А в домике на Аптекарском острове с 1919 по 1941 г. жил гениальный русский художник Павел Николаевич Филонов. Его искусство ни на что не похоже: это гремучая смесь сюрреализма и экспрессионизма. Это был не просто художник, это был основатель художественной школы, которая называлась «Мастера аналитического искусства». Настоящий аскет, по убеждениям левый, скорее коммунист, он принципиально не продал ни одной своей картины, все их завещая партии и правительству. Филонов умер в блокадном Ленинграде в декабре 41-го. Союз художников СССР на его смерть не отозвался никак. На мемориальной доске в Ленинградском отделении Союза художников, где были перечислены художники, умершие во время войны, его фамилии не было. Широкая публика его работы видеть не могла, до конца 80-х они были заперты в запасниках Русского музея.
Анатолий Белкин:«На официальную беду и на наше счастье замдиректора по науке Русского музея одно время становится Александр Васильевич Губарев. Я как-то сказал ему: „Саша, ко мне приезжают гости из ГДР, им бы очень хотелось посмотреть Филонова, как бы это устроить?“ На что Саша ответил: „Запасники принадлежат не нам, а вам, художникам, конечно, я все сделаю“. Я ему тогда сказал: „Саш, конечно, ты долго не проработаешь в этом месте“. Так и вышло».
Советский Союз с конца 1920-х гг. фактически отгорожен от внешнего мира. Информация о новейших художественных достижениях Запада охраняется как строжайшая государственная тайна. И все же, рискуя быть исключенными из учебных заведений, молодые художники добывают сведения и о венском модерне, и об абстрактном импрессионизме, и о поп-арте.
Художник Евгений Ухналев вспоминал: «В библиотеке СХШ, небольшой, располагавшейся в угловой комнате, которая выходила на домик с башенкой, мы чувствовали себя как дома. Далеко не все вели себя в этом доме хорошо, в частности, выдирали репродукции. Но это был не я».
Анатолий Белкин:«Отлично помню, как на ступеньках у сфинксов молодой Саша Кожин достал книжку, и там сверкнули какие-то яркие пятна. Он спросил: „Знаешь, что это?“ Я: „Нет“. Он сказал: „Это Пауль Клее“. Я промолчал, потому что не знал, что это. Может, название города, может, еще что…»
Олег Фронтинский:«В 1950 году родители отвели меня во Дворец пионеров к Соломону Давыдовичу Левину. В те годы это был, пожалуй, самый интересный из ленинградских педагогов изо. Я у него проучился до окончания школы и после этого довольно легко поступил в Академию художеств на архитектурный факультет. Очень много интересных людей вышло из студии Соломона Давыдовича Левина, в том числе Арефьев и Громов. Соломон Давыдович был искусствовед высокого порядка. И, не будучи художником, он не навязывал ученикам никакой доктрины, просто приобщал их к искусству. Еще он был замечателен тем, то каждый год собирал большую группу учеников и возил их по стране. Он знакомил своих учеников с живописью, которая не очень пропагандировалась в те годы. Он довольно смело показывал живопись импрессионистов, русских классиков. И постоянно во время занятий вел разговоры о живописи. На доске рисовал схемы построения человеческой фигуры и все это сопровождал бесконечными рассказами, предоставляя ученикам право самим разбираться в живописи и всячески подталкивая их к этому».

_СОДЕРЖИМОЕ НАБОРА ДАННЫХ_.
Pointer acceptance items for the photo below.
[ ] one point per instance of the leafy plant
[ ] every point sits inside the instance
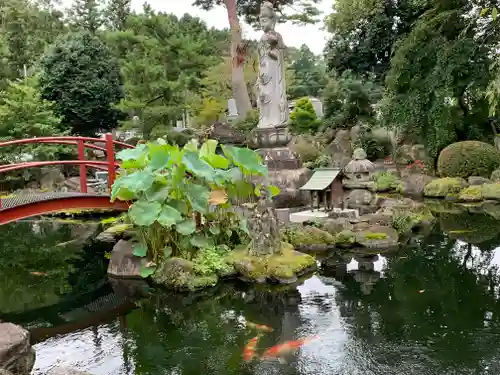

_НАБОР ЗАДАНИЙ_.
1. Перепишите из фрагмента дословно отрывок между словами «А в домике на» и «запасниках Русского музея.» включительно.
2. К кому, согласно фрагменту, родители отвели Олега Фронтинского в 1950 году?

_ОТВЕТЫ К ЗАДАНИЯМ_.
1.
А в домике на Аптекарском острове с 1919 по 1941 г. жил гениальный русский художник Павел Николаевич Филонов. Его искусство ни на что не похоже: это гремучая смесь сюрреализма и экспрессионизма. Это был не просто художник, это был основатель художественной школы, которая называлась «Мастера аналитического искусства». Настоящий аскет, по убеждениям левый, скорее коммунист, он принципиально не продал ни одной своей картины, все их завещая партии и правительству. Филонов умер в блокадном Ленинграде в декабре 41-го. Союз художников СССР на его смерть не отозвался никак. На мемориальной доске в Ленинградском отделении Союза художников, где были перечислены художники, умершие во время войны, его фамилии не было. Широкая публика его работы видеть не могла, до конца 80-х они были заперты в запасниках Русского музея.

2. К Соломону Давыдовичу Левину во Дворец пионеров.